• _Work to complete_
Put this sentence from the passage on Sufism into Spanish: "Second, he is more inclined towards spiritual devotion than worldly matters."

The Role of Sufism in Cultural Integration in North-East India

The Role of Sufism in Cultural Integration in North-East India

The Role of Sufism in Cultural Integration

Sufi or Sufism in Islam refers to a person or way of life or ‘ism’ that is based on true Islamic sentiments. A Sufi in Islam bears the following characteristics or qualities-

First, a Sufi in Islam is a person who philosophizes and mysticizes Islamic principles and thinks that all beings are creations and manifestations of only one God.

Second, he is more inclined towards spiritual devotion than worldly matters.

Third, he often breaks away from his family ties to become an ascetic and his life itself becomes an institution of spiritual guidance.

Fourth, his abode becomes a pilgrimage for spiritual upliftment.

Fifth, he leads a simple and pious life and attracts people’s attention not just by sermons but by his lofty personality and love for all irrespective of caste and creed.

Sixth, he thinks that the salvation of the human soul is the highest goal of human life and is possible through self-purification and meditation on God.

Seventh, he moderates Islam to some extent for the sake of racial harmony, while maintaining the core spirit of Islam.

Sufism in Islam as an independent ‘ism’ originated after the demise of Hazrat Muhammad (SM), especially during the Umayyad dynasty which changed the republican character of government to a monarchy. They adopted many unIslamic principles and diluted the real spirit of Islam. At this, disgusted with the corruption and despotism of the Umayyad rulers, many devout Muslims began to oppose their activities and seek a path of self-purification. They sought to attain salvation through devotional practices, meditation and retirement from society. The third century after Hijri appears to be the early period of Islamic Sufism.

• _Provided material_

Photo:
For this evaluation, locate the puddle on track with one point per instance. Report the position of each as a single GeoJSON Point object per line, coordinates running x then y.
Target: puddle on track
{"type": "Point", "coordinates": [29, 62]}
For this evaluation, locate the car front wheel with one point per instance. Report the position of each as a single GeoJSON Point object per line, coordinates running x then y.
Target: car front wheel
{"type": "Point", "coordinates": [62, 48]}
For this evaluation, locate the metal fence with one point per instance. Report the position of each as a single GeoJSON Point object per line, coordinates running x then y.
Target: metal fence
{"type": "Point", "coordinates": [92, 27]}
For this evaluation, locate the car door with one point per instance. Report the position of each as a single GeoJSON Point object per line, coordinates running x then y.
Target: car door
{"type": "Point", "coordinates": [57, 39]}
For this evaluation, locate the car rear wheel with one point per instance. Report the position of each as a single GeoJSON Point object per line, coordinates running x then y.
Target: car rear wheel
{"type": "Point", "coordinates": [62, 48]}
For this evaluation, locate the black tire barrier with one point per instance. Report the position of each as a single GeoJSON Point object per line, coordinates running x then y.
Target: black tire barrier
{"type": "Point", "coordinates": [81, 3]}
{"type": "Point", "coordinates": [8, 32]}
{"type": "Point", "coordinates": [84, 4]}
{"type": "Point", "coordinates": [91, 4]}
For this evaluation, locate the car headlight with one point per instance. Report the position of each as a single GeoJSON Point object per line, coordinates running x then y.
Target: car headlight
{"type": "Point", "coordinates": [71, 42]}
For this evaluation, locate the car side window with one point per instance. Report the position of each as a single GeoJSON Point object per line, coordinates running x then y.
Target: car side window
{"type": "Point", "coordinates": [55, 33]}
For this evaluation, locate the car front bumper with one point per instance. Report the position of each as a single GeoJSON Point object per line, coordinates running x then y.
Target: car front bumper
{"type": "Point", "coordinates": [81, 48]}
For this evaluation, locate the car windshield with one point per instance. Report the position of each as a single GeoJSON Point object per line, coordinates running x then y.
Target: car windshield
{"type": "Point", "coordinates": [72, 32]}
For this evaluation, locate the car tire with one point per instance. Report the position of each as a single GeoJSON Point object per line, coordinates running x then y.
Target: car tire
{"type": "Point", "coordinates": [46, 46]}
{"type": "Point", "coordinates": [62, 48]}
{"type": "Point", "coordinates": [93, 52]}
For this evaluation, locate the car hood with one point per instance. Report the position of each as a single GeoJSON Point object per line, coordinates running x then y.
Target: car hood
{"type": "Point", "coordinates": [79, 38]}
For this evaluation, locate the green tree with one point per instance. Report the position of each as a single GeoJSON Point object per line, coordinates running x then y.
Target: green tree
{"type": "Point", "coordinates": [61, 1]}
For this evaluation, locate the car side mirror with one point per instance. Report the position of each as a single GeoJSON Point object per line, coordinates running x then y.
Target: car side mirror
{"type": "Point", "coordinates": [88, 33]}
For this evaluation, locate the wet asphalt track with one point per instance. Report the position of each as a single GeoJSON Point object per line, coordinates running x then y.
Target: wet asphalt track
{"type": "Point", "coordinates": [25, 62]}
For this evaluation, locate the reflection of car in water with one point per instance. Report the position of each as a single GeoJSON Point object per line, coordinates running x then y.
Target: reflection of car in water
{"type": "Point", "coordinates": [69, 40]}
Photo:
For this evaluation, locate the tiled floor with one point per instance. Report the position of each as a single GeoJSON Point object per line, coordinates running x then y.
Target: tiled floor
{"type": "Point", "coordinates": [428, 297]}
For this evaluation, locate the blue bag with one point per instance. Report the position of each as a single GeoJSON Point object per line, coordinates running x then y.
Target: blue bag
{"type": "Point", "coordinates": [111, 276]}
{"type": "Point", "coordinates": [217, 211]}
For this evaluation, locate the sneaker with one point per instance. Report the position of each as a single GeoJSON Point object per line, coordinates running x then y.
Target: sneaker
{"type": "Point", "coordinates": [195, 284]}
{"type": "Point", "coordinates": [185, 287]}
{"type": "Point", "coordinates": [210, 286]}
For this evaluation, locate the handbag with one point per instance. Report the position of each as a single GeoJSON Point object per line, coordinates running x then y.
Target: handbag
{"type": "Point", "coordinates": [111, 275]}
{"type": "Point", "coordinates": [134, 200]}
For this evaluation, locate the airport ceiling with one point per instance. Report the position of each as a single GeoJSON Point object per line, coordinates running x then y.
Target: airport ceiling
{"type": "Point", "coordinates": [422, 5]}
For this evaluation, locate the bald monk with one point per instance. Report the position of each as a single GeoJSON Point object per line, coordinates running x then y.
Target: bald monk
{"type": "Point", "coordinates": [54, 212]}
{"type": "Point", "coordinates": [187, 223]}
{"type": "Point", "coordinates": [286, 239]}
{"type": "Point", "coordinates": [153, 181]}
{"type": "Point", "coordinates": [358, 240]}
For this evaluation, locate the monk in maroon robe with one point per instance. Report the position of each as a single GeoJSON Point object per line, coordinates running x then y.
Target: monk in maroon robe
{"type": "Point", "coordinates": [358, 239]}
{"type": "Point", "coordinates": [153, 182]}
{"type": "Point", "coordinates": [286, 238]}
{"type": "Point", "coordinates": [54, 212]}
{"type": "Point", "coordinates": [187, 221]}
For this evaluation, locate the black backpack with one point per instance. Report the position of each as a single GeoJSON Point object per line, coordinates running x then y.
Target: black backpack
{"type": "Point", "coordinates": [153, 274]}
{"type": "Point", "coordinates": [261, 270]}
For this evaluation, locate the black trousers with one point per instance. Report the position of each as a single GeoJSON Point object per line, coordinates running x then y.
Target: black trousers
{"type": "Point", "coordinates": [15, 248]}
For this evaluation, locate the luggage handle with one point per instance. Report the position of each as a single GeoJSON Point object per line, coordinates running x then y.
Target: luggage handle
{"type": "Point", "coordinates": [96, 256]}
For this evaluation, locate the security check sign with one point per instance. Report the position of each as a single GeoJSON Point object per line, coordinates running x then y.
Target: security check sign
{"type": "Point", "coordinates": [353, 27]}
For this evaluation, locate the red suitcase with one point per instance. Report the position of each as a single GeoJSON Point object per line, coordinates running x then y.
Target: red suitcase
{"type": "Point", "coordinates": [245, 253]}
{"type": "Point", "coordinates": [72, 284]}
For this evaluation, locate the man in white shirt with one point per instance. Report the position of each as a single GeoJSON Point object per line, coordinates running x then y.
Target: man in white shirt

• _Solution for this exercise_
En segundo lugar, se inclina más hacia la devoción espiritual que hacia los asuntos mundanos.